> _Problem_
Return the full material exactly.

> _Data extract_
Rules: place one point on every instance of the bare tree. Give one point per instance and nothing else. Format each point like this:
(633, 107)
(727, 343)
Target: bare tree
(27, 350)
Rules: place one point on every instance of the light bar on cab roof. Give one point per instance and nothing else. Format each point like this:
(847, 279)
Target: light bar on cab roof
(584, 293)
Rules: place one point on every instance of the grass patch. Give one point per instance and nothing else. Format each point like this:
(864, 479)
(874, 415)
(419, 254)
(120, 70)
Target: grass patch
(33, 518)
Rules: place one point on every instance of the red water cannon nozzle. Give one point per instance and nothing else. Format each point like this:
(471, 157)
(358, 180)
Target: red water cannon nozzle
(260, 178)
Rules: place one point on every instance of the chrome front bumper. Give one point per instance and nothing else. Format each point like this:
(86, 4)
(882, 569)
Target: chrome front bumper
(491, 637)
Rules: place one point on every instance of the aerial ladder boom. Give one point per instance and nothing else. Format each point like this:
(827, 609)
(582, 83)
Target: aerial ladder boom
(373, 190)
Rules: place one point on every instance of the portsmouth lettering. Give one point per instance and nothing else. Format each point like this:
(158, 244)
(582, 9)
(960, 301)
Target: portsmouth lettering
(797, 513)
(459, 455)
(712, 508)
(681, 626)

> _Result_
Rules: place one point on every instance of the bare tree. Give one point per instance and nothing else. Format each point like this:
(633, 107)
(727, 343)
Target: bare tree
(27, 350)
Rules: place one point on every instance of the light bar on cab roof. Give one point per instance and nothing else. Format each point like this:
(847, 279)
Target: light bar on cab roof
(584, 293)
Rules: place one point on every instance of the grass patch. Give one point per instance and nothing else. Format each point like this:
(864, 479)
(874, 415)
(419, 254)
(120, 70)
Target: grass patch
(33, 518)
Rules: place one point on every instance of the red water cannon nozzle. Give one point per instance and nothing else. Format each point like this:
(471, 157)
(358, 180)
Target: red water cannon nozzle
(260, 178)
Rules: place one point on every instance of the chrome front bumper. Give one point per instance and nothing else. Format each point like this:
(86, 4)
(882, 569)
Target: chrome front bumper
(491, 637)
Rules: place one point on every instance of the aerial ladder boom. Give one point per instance and nothing else. Format each point like this:
(827, 609)
(582, 83)
Target: aerial ladder boom
(373, 190)
Rules: place one point on every instance of the portsmouth lettering. Give one point per instance and nothing else. Format each point like this:
(158, 244)
(582, 9)
(960, 301)
Target: portsmouth lettering
(797, 513)
(459, 455)
(712, 508)
(681, 626)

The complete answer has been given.